Output the lines below as a numbered list, omitting any blank lines.

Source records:
───

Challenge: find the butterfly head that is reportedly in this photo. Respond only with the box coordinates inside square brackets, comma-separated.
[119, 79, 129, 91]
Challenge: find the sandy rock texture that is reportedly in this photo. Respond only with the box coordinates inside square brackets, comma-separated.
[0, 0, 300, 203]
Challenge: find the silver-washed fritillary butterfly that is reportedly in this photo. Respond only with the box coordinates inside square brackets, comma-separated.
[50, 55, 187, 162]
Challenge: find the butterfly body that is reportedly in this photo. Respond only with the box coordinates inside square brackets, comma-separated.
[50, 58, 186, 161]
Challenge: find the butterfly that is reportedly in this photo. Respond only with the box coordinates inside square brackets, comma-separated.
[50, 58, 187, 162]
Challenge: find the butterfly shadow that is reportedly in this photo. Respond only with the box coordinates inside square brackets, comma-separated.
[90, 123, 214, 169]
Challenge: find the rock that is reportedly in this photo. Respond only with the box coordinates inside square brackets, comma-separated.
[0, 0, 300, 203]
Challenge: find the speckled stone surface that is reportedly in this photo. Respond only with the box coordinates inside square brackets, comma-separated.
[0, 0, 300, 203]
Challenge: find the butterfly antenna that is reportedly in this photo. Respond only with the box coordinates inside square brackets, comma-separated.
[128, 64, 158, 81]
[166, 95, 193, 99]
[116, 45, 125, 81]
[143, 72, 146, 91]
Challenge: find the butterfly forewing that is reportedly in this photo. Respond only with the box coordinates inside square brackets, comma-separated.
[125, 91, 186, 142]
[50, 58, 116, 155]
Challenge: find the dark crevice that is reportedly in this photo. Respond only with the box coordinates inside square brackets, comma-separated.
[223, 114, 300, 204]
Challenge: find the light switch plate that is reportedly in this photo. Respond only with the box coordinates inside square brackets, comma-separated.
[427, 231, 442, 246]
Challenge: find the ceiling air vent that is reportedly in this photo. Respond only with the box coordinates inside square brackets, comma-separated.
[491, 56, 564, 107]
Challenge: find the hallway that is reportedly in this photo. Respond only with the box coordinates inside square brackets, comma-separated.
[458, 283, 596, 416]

───

> Response
1. Challenge: find the butterfly head that is reportedly in this photo. Respond only with the box coordinates inside square brackets, comma-separated.
2. [119, 79, 129, 91]
3. Challenge: find the sandy rock texture that is reportedly in this photo. Respond only with the box coordinates inside square brackets, comma-separated.
4. [0, 0, 300, 203]
5. Challenge: find the silver-washed fritillary butterfly that is reportedly in this photo. Respond only with the box coordinates inside square brackets, comma-separated.
6. [50, 55, 187, 162]
7. Challenge: find the butterfly body that is reportedly in this photo. Respond only with the box coordinates inside square brackets, comma-separated.
8. [50, 58, 186, 161]
9. Challenge: find the butterfly that is reportedly in this photo. Respond only with the box coordinates inside square brackets, comma-separated.
10. [50, 58, 187, 162]
11. Challenge: find the butterfly shadow that is reportedly in this photo. Respond only with the box coordinates inside square brackets, comma-separated.
12. [90, 123, 214, 169]
13. Challenge: find the rock that is reportedly in this photo. Respond only with the box coordinates inside square brackets, comma-separated.
14. [0, 0, 300, 203]
15. Challenge: find the speckled stone surface that is reportedly in this photo. Respond only with the box coordinates inside square brackets, comma-separated.
16. [0, 0, 300, 203]
17. Challenge: find the butterfly antenna that is reportedly in this photo. Respond only with the box coordinates inside square brackets, comma-separated.
18. [128, 64, 158, 81]
19. [166, 95, 193, 99]
20. [116, 45, 125, 81]
21. [143, 72, 146, 91]
22. Challenge: find the butterfly forewing that is reportedly in this photo. Respond only with the box coordinates inside square brackets, comma-separated.
23. [125, 91, 186, 142]
24. [50, 58, 116, 155]
25. Challenge: find the dark crevice that is reportedly in this photo. Respond only with the box coordinates inside square brackets, comma-separated.
26. [223, 114, 300, 204]
27. Challenge: find the light switch plate that is reportedly in this photo. Respond only with the box coordinates inside square brackets, comma-separated.
28. [427, 231, 442, 246]
29. Challenge: find the ceiling air vent that is reportedly in this photo. Respond only with the box coordinates inside square brackets, comma-separated.
30. [491, 56, 564, 107]
31. Challenge: find the hallway that is reportedly in this photo. Respond only with the box coordinates inside square brackets, comma-separated.
32. [458, 283, 596, 416]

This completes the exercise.